## GOAL
Begin at the line that has "Place a pin on every instance of the debris" and stop at the end of the entries. Write out every one of those lines again, shifting each coordinate in the answers up by 116 and leaving all other numbers as they are.

## RECORD LIST
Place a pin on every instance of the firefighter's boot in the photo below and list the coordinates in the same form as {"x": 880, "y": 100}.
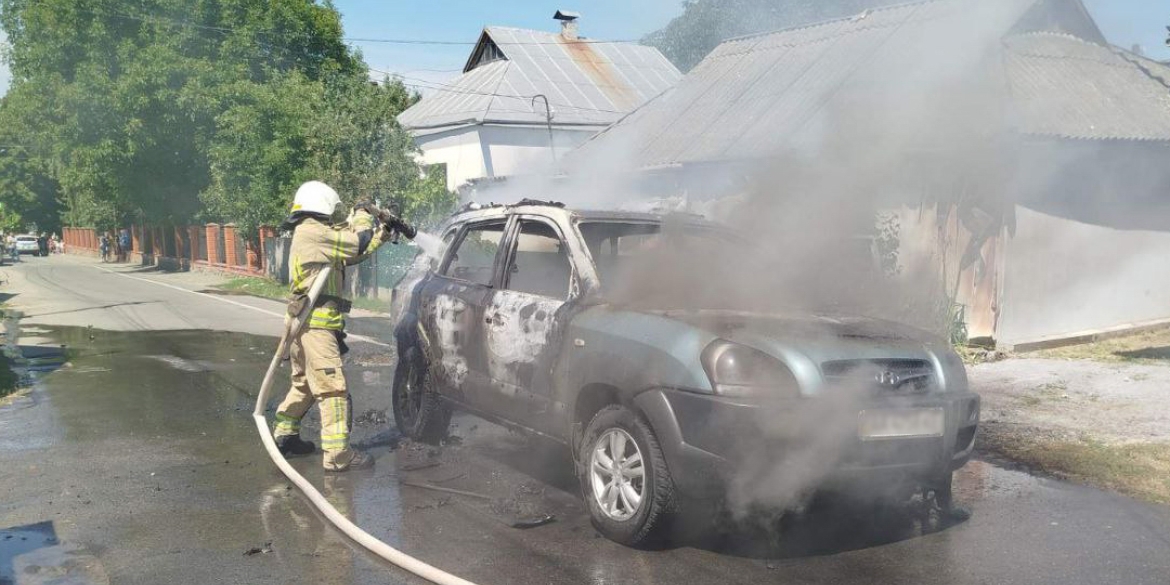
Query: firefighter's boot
{"x": 293, "y": 445}
{"x": 351, "y": 460}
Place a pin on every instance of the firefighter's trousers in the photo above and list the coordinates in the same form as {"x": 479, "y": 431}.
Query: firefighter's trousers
{"x": 317, "y": 377}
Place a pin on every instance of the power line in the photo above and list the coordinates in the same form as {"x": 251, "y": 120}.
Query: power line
{"x": 424, "y": 41}
{"x": 156, "y": 19}
{"x": 420, "y": 83}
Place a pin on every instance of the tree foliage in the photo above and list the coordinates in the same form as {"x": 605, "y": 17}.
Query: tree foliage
{"x": 180, "y": 110}
{"x": 706, "y": 23}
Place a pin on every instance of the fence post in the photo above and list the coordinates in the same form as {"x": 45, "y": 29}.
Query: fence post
{"x": 266, "y": 233}
{"x": 213, "y": 233}
{"x": 229, "y": 243}
{"x": 192, "y": 245}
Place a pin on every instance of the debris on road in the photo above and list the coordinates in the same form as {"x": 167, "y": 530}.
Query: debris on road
{"x": 259, "y": 550}
{"x": 447, "y": 490}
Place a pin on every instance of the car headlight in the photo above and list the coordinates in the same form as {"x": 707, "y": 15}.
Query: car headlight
{"x": 741, "y": 371}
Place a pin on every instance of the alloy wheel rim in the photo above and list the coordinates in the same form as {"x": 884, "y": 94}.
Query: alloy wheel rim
{"x": 412, "y": 393}
{"x": 618, "y": 474}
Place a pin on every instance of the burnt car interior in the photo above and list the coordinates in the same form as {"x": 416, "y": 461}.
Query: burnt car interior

## THE REPLY
Place a pin on every instance of the debris on road in the photo above and list the coordinates in the same form as {"x": 167, "y": 530}.
Query: debris on road
{"x": 375, "y": 666}
{"x": 563, "y": 606}
Place a pin on every instance of the car headlight in the photo above and list the coordinates in the same form as {"x": 707, "y": 15}.
Query: car headlight
{"x": 857, "y": 487}
Place a pin on every instance of the alloy wheel rim in the photo above and list the coordinates in the same form as {"x": 884, "y": 94}.
Query: alloy wheel rim
{"x": 528, "y": 509}
{"x": 734, "y": 590}
Place a pin on every instance of the burnt car interior in the photo above and list the coordinates in the same form as {"x": 416, "y": 461}.
Query: burnt car interior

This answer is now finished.